**** Extracted material

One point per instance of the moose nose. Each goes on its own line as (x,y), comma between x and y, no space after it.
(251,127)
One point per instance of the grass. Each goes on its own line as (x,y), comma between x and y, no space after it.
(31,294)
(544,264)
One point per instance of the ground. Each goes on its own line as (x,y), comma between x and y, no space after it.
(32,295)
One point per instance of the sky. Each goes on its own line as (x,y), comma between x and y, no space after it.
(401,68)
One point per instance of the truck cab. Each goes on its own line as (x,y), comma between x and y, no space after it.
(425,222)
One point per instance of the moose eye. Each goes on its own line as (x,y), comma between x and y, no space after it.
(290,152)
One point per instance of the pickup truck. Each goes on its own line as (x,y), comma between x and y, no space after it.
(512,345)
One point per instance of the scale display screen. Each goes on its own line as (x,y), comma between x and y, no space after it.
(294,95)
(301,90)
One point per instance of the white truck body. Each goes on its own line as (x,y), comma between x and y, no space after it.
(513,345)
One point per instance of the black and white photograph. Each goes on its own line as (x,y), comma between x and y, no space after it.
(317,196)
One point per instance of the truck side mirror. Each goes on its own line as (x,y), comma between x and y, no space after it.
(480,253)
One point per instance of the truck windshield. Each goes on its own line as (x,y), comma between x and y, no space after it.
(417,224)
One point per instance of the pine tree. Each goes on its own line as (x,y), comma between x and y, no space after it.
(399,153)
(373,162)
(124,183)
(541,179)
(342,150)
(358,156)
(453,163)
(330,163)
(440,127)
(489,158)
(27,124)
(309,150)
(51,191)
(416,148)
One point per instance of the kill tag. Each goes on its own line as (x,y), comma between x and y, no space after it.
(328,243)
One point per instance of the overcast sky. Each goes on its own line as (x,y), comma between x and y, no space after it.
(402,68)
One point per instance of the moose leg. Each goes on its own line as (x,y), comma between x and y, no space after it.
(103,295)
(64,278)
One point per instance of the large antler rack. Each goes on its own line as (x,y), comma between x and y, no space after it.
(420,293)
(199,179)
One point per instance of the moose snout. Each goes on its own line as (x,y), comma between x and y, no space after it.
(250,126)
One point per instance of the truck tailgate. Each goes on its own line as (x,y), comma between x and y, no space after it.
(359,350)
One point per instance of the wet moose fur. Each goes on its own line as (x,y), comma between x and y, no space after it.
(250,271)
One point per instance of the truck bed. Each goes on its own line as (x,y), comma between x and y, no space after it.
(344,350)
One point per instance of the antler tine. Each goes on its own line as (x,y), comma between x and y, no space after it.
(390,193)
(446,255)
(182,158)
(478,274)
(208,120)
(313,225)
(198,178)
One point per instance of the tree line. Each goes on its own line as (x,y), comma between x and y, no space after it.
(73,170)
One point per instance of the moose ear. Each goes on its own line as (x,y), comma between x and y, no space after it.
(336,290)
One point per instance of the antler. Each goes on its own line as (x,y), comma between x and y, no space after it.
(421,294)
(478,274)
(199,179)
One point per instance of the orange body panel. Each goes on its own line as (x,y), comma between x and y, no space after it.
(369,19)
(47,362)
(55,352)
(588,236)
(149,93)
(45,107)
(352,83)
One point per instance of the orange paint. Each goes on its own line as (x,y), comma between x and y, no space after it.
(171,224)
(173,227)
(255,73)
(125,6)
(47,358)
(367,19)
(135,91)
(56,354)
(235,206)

********

Beginning with the line that contains "One point per instance of the kill", quote each line exactly through the last line of the entries above, and nothing beyond them.

◆ **Task solution**
One point per instance of the kill tag. Each goes on its own line as (x,y), comma between x and y, no space after it.
(328,243)
One point per instance of the overcast sky. Each goes on its own line as (x,y), comma between x and y, no space after it.
(402,68)
One point per instance of the moose leg. Each goes on its own line as (x,y), comma between x and y, no space after it.
(103,295)
(64,278)
One point per instance of the large antler rack. Each goes on its own line as (x,y), comma between x and y, no space after it.
(420,293)
(199,179)
One point per instance of the moose snout. Each goes on its own line as (x,y), comma between x and y, no space after it.
(250,126)
One point per instance of the truck tailgate. Each goes on its own line as (x,y), comma between x and y, no space after it.
(359,350)
One point per instance of the wet moose fur. Each goes on its own line as (x,y), comma between x and y, no space after it.
(250,271)
One point per instance of the truck bed. Each goes on its own line as (x,y), comma between x and y, no space after it.
(344,350)
One point per instance of the antler tine. Each goes on its own line as (x,y), comma between x and y, no space after it.
(390,193)
(446,255)
(182,158)
(478,274)
(208,120)
(313,225)
(198,178)
One point per instance of the tree line. Each goes on its own line as (x,y), comma between x and y, no space after it.
(73,170)
One point per instance of the moose ear. Each goes on its own line as (x,y), comma between x and y, no space after it.
(336,290)
One point per instance of the antler. Each goes on its own line as (x,y), comma between x and y, no space after it.
(421,294)
(478,274)
(199,179)
One point per instance of the orange body panel. Each goes on its own line as (x,y), comma between x and y, no space after it.
(369,19)
(47,362)
(55,352)
(588,236)
(149,93)
(45,107)
(352,83)
One point per instance of the orange paint. Each goes on its own line as (x,y), comma between x and y, no space after it.
(171,224)
(173,227)
(255,73)
(125,6)
(47,358)
(367,19)
(135,91)
(56,354)
(235,206)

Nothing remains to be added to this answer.